» **Исходный текст**:
▬▬▬

Люди носят чёрный, носят белый.
Мельком поглядят и мимо, в дверь.
Что им – душам каменным – за дело,
Как она без хлебушка теперь?
Лишь мальчишка в порванной пилотке
Молвил, плюнув мимо сапога:
“Ишь, как хнычет! Голод, знать, не тётка!
Кушать хочет старая карга!”
Будь семья, всё б легче ей немножко,
Но она, как перст, одна в беде:
Старика засыпало в бомбёжку,
Внук – на фронте, дочь – в Караганде.
Что ж ей, старой, делать? Может, просто
Поплестись, прости Господь, туда,
Где блестит у Каменного моста
Ледяная чёрная вода...
О такой России, о таких россиянах, – с каменными душами, – поэт посчитал необходимым написать стихи, от которых сердце обливается кровью. Эпиграфом послужила строчка из Осипа Мандельштама: “Россия, Лета, Лорелея... (Лета, заметим, – река забвения, а Лорелея – нечто из области лёгкого поведения).
Всё то же небо, серое, как блуза,
Земля всё та же, ржавая, как ил...
Нет, ты не Лорелея, ты – Медуза:
Твой хмурый взгляд меня окаменил.
Я больше петь и плакать не умею,
Всё, чем я жил, ты, злая, отняла...
Не волосы, а каменные змеи
Уложены вкруг твоего чела.
Эти стихи написаны за год до гибели, которая не обошлась без тех чекистских сил, которым поэт был ненавистен и опасен, и уже не в силу своего дворянского происхождения, а в силу изумительной правды, которой были переполнены строчки его стихов и поэм.
Да, крамольная по тем временам правда о загнивании, разложении советской жизни, которую безбоязненно показывал Кедрин-художник, по-настоящему пугала и ужасала защитников гулаговского режима. Но не меньше хлопот и опасений доставлял стремительный переход поэта от двух-трехгодичных увлечений революционностью и безверием к прежней русской традиции – к православной вере, к той, как он писал, “премудрости церковных книг”, которая “учила сотворять добро”.
А стремительность перехода была, в самом деле, поразительна. В 1934 году поэт написал стихотворение “Ад”. По сути, это исповедь, осознание своей причастности к общим российским грехам, за которые грозит расплата. “Недобрый дух” ведет Кедрина по кругам ада, где он видит огромное количество грешников. Вот концовка поэтического прозренья:
“Где мне остаться?” – я спросил
Ведущего по адским стогнам.

▬▬▬

» **Исходные данные**:
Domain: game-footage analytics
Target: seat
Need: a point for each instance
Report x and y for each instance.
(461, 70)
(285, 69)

▬▬▬

Перепишите без изменений отрывок из текста о стихах Кедрина от слов «Я больше петь» до слов «стихов и поэм.» включительно.

» **Ожидаемый ответ**:
Я больше петь и плакать не умею,
Всё, чем я жил, ты, злая, отняла...
Не волосы, а каменные змеи
Уложены вкруг твоего чела.
Эти стихи написаны за год до гибели, которая не обошлась без тех чекистских сил, которым поэт был ненавистен и опасен, и уже не в силу своего дворянского происхождения, а в силу изумительной правды, которой были переполнены строчки его стихов и поэм.